__Exercise requirements__. In the text below on the Craig confrontation case, who wrote the majority opinion?
[START OF Given text]
The child was reportedly unable to testify in the physical presence of the defendant due to severe emotional trauma. The trial court set her up in a separate room with the judge, the prosecutor, and the defense attorney, so that the defendant and jury could only see her testify via the live television screen in the courtroom, and she could not see them. The defendant was convicted, and the Maryland Court of Appeals reversed, ruling that his Sixth Amendment rights were violated by the use of the transmitted testimony, because the Confrontation Clause guaranteed face-to-face confrontation. The Supreme Court reversed the Maryland high court, reinstating the conviction.
Justice Sandra Day O'Connor wrote for the majority, ruling that the Confrontation Clause merely embodies a "preference" for face-to-face, in person confrontation, which may be limited to satisfy sufficiently important interests. Because the child witness was cross-examined by the defendant's attorney and her general demeanor was visible in the courtroom, the defendant had a constitutionally sufficient opportunity to test her credibility and the substance of her testimony before the jury.
Craig came shortly after the Court had invalidated the use of a screen to hide a similarly situated child witness/victim in Coy v. Iowa. The court in Coy found "no individualized findings (that the victims) needed special protection." Indeed, "face-to-face presence may, unfortunately, upset the truthful rape victim or abused child; but by the same token it may confound and undo the false accuser, or reveal the child coached by a malevolent adult." In contrast, the Maryland statute in Craig provided for an exception when a child's testimony would result in "serious emotional distress." Furthermore, the use of one-way closed-circuit TV did not considerably obstruct the jury's observation of the child's testimony.
[END OF Given text]
[START OF Extracted material]
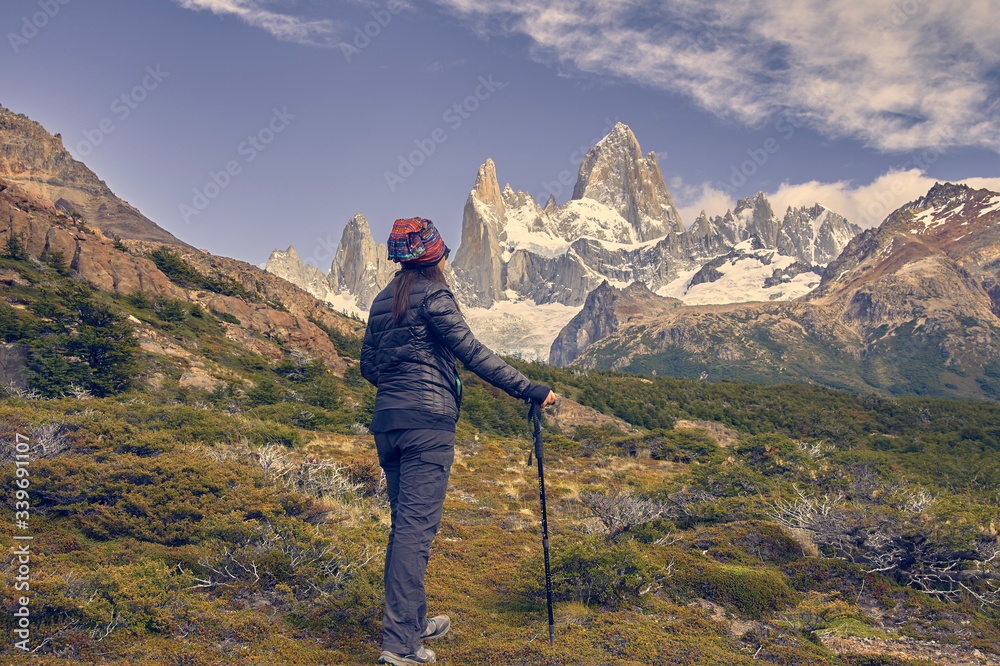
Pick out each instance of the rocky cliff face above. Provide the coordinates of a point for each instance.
(44, 231)
(605, 310)
(287, 265)
(813, 234)
(910, 307)
(478, 263)
(615, 173)
(38, 163)
(621, 226)
(361, 267)
(280, 319)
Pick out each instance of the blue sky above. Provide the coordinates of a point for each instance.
(247, 125)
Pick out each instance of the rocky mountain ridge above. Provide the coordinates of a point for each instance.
(621, 226)
(278, 316)
(39, 164)
(908, 307)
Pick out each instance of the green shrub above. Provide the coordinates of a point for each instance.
(752, 592)
(589, 569)
(683, 446)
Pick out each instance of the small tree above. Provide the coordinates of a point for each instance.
(14, 247)
(56, 260)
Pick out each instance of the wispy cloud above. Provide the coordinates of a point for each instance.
(897, 76)
(314, 32)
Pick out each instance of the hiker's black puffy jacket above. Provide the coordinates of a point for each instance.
(413, 363)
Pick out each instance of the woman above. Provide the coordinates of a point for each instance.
(415, 333)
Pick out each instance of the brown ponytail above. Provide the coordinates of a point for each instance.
(404, 284)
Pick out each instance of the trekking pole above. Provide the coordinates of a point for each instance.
(535, 422)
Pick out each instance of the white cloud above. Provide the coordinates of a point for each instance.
(901, 76)
(283, 26)
(865, 205)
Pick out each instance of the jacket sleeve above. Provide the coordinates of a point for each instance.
(369, 365)
(449, 326)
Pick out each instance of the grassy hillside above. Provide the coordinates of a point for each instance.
(244, 524)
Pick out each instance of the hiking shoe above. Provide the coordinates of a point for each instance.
(422, 656)
(437, 627)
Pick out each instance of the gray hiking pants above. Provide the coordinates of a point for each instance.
(417, 464)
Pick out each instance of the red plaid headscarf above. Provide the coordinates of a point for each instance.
(415, 242)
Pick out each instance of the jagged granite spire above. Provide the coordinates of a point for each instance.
(286, 264)
(361, 267)
(478, 263)
(615, 173)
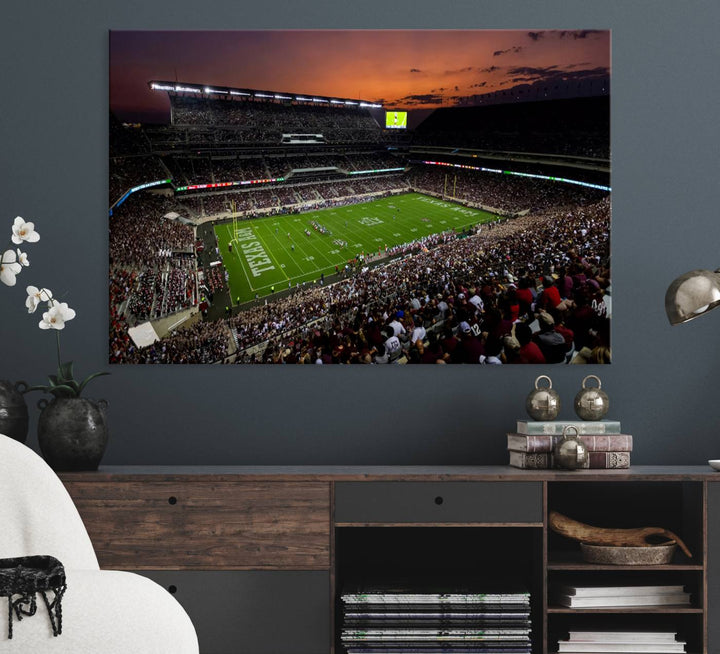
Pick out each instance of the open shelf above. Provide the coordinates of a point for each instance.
(626, 609)
(480, 559)
(572, 560)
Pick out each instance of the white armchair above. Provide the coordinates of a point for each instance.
(104, 612)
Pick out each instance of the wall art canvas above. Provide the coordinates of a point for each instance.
(360, 197)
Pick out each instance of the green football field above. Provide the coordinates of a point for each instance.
(276, 252)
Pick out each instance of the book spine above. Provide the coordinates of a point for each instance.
(603, 461)
(529, 460)
(595, 461)
(556, 427)
(593, 442)
(608, 460)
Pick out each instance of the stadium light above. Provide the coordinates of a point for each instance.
(691, 295)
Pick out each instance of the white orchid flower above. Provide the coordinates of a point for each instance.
(9, 267)
(56, 317)
(35, 296)
(23, 231)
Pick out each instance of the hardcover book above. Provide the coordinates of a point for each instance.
(545, 460)
(546, 442)
(555, 427)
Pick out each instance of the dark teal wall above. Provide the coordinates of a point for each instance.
(666, 157)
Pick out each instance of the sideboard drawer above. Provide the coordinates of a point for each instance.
(218, 525)
(443, 501)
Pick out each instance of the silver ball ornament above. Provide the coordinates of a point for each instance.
(591, 403)
(570, 452)
(543, 403)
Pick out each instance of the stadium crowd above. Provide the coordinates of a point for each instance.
(456, 303)
(506, 193)
(525, 290)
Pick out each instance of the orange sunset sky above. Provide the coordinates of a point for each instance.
(413, 69)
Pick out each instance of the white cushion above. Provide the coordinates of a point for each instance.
(105, 612)
(36, 513)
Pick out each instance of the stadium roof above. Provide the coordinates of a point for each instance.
(214, 91)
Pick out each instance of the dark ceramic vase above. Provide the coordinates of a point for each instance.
(72, 433)
(13, 410)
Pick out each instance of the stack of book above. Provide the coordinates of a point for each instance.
(647, 642)
(531, 446)
(383, 621)
(583, 597)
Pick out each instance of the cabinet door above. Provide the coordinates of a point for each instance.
(258, 612)
(713, 566)
(206, 525)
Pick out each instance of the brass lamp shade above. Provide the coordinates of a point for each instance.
(691, 295)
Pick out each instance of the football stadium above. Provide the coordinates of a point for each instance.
(258, 226)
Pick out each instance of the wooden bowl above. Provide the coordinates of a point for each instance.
(621, 555)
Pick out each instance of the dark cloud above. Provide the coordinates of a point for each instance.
(552, 74)
(532, 71)
(455, 71)
(514, 50)
(419, 99)
(578, 34)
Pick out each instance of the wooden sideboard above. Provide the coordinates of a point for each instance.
(259, 555)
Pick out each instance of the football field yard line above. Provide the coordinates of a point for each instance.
(293, 267)
(270, 252)
(235, 251)
(290, 258)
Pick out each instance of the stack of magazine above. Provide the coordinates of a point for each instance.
(583, 597)
(391, 621)
(625, 642)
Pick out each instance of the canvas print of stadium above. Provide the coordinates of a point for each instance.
(360, 197)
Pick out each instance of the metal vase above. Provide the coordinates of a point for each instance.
(13, 410)
(72, 433)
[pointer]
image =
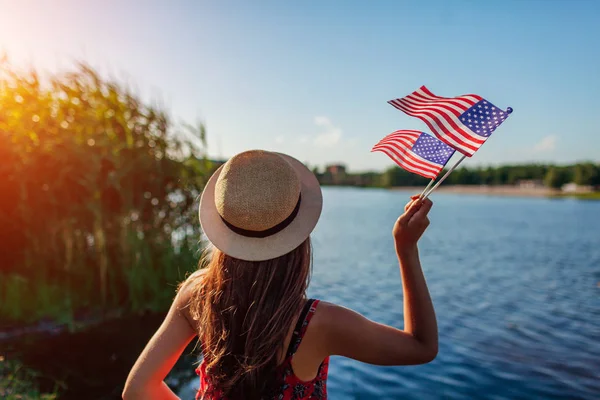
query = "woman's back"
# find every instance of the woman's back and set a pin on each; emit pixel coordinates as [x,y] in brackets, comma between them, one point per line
[285,383]
[258,211]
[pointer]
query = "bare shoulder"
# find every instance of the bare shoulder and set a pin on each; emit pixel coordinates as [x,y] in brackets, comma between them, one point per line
[329,314]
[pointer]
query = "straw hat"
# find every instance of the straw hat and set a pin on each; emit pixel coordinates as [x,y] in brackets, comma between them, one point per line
[260,205]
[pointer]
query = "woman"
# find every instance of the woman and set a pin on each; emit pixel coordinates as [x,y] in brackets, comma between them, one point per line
[260,336]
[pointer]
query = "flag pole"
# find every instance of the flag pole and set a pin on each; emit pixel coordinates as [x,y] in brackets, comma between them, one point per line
[427,187]
[445,176]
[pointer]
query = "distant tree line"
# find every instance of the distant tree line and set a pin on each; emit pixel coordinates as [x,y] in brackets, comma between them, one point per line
[552,176]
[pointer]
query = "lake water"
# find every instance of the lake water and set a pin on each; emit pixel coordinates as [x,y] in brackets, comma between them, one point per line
[515,283]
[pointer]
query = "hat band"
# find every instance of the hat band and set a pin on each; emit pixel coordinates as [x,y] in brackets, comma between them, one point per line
[267,232]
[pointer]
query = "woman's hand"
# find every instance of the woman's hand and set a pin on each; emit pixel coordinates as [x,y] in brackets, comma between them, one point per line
[410,226]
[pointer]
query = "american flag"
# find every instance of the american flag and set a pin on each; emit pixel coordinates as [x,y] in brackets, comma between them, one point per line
[463,122]
[416,152]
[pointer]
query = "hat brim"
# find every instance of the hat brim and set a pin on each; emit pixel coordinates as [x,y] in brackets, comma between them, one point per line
[260,249]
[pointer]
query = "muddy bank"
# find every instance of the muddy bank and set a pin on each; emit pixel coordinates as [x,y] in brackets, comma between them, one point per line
[92,363]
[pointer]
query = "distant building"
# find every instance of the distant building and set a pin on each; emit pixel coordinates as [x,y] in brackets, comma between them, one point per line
[530,184]
[575,188]
[335,174]
[215,164]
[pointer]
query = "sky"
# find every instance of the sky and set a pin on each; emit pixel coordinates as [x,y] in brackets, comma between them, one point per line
[312,78]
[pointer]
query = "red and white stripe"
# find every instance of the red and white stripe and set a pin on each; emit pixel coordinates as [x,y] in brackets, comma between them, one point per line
[441,114]
[398,146]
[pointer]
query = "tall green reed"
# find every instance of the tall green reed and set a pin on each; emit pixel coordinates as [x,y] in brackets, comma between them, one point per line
[94,182]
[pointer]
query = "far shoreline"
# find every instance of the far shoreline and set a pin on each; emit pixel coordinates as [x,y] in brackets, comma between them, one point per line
[504,190]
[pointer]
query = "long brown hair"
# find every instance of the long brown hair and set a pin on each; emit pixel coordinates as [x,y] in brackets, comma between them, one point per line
[244,311]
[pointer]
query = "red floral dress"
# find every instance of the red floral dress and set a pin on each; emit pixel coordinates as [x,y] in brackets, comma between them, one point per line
[292,388]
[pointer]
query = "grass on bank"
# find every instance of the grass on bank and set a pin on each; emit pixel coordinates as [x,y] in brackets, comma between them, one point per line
[580,196]
[17,382]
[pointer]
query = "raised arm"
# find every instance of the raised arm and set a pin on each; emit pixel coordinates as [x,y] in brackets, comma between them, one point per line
[349,334]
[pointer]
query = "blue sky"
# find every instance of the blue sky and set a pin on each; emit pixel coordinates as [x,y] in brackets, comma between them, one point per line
[312,78]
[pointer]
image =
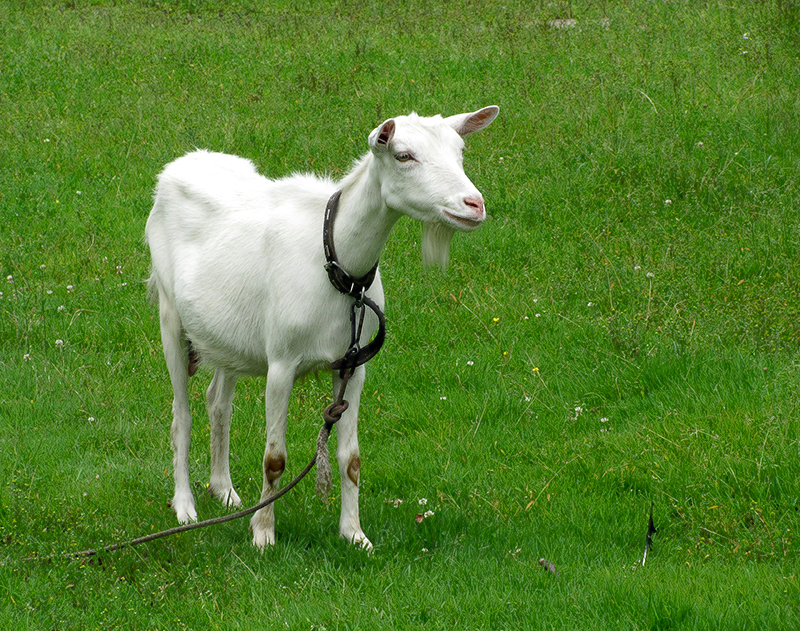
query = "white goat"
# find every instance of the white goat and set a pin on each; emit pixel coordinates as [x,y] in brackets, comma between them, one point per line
[238,267]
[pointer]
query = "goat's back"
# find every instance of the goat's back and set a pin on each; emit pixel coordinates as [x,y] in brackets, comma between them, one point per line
[239,257]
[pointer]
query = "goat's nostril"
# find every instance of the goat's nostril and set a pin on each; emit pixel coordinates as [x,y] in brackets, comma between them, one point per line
[475,203]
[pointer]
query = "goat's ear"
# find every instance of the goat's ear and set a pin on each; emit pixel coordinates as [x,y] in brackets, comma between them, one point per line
[475,121]
[382,136]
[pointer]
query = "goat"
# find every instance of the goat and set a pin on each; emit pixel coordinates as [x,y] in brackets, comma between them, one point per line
[238,273]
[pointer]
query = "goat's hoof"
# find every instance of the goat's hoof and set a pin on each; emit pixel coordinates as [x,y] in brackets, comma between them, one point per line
[186,515]
[262,539]
[358,539]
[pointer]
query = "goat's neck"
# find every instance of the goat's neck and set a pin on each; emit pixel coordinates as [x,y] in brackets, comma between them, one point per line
[363,221]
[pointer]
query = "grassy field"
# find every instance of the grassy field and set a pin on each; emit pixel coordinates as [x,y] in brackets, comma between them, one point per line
[624,331]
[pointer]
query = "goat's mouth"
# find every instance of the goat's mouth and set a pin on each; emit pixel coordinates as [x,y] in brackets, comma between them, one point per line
[463,222]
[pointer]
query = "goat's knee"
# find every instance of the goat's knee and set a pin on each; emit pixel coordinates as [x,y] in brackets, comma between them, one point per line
[354,468]
[274,466]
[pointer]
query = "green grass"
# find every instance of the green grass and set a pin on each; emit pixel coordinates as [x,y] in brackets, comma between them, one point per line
[624,330]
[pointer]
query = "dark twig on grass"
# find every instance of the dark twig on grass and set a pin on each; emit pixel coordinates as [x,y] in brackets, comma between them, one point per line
[549,567]
[651,530]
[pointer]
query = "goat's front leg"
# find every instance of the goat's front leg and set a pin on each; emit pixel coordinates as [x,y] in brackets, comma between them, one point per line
[280,380]
[176,353]
[219,398]
[349,459]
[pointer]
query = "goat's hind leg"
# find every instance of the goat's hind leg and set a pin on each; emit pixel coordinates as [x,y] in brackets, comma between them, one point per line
[219,398]
[176,354]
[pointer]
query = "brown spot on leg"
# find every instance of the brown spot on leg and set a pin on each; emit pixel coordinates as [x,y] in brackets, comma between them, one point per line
[274,468]
[194,360]
[353,469]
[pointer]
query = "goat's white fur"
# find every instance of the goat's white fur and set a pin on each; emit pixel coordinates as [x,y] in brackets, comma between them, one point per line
[238,271]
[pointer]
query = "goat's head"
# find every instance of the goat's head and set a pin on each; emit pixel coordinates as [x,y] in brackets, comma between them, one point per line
[422,175]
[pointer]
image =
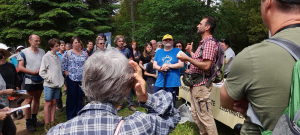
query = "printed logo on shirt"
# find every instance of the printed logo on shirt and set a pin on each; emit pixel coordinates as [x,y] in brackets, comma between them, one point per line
[167,59]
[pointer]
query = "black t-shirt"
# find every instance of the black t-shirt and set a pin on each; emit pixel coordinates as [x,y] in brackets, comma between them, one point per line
[150,70]
[9,74]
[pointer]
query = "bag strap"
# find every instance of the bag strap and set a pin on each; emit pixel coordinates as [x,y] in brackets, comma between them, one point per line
[294,50]
[118,127]
[289,46]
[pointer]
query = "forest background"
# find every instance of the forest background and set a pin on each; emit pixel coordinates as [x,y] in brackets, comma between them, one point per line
[139,20]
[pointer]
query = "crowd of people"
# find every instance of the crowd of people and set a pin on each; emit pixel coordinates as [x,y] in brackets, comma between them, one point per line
[106,76]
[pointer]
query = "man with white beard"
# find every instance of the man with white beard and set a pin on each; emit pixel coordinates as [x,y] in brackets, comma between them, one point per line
[166,63]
[END OF Extracted material]
__Solved exercise__. Justice Sandra Day O'Connor